▶ **THE EXERCISE**
Copy out every line of the records below, requests included, but raise each coordinate in the answer points by 93. Leave the numbers in the requests and their format samples as they are, and leave out the pictures.

▶ **GIVEN RECORDS**
________________________________________
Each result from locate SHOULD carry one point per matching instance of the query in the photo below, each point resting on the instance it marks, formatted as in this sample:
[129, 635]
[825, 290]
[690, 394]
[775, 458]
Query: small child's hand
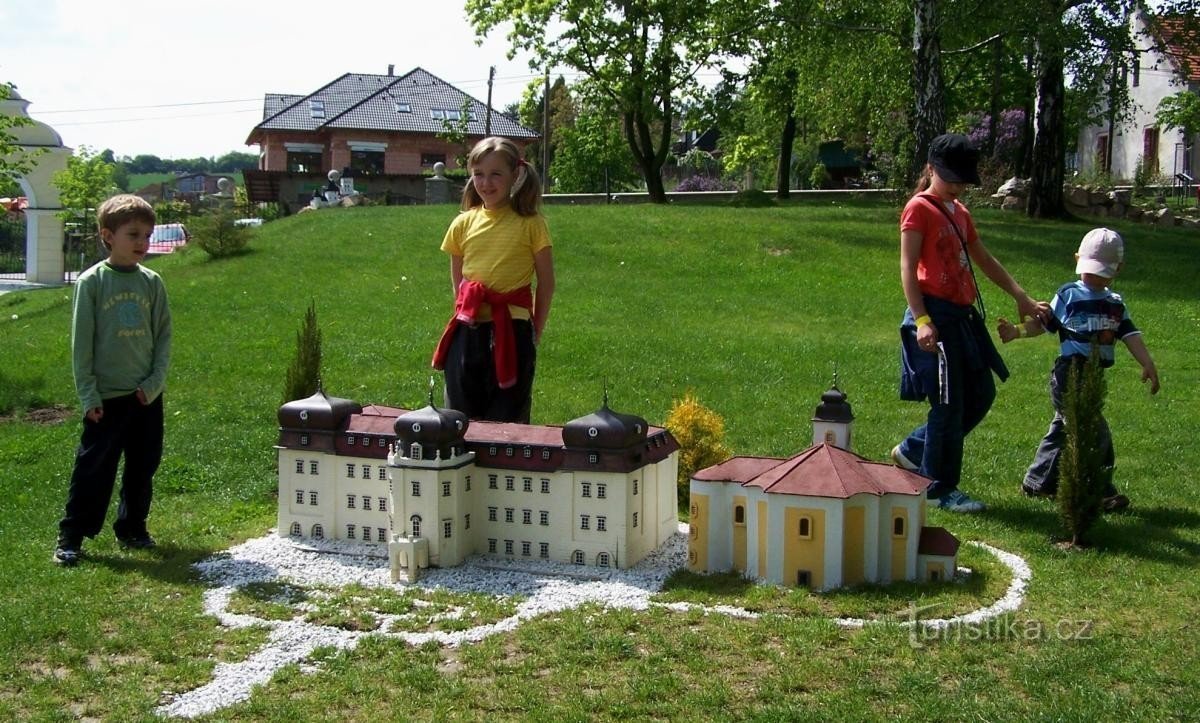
[1006, 329]
[1150, 374]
________________________________________
▶ **ANSWER BELOW**
Each result from locate SHOULD carry one point per matching instance of the query in the photo below, each point resting on the instance it marks, formatted as in this sample:
[129, 635]
[825, 290]
[690, 394]
[775, 458]
Query: small child's hand
[1099, 422]
[1243, 467]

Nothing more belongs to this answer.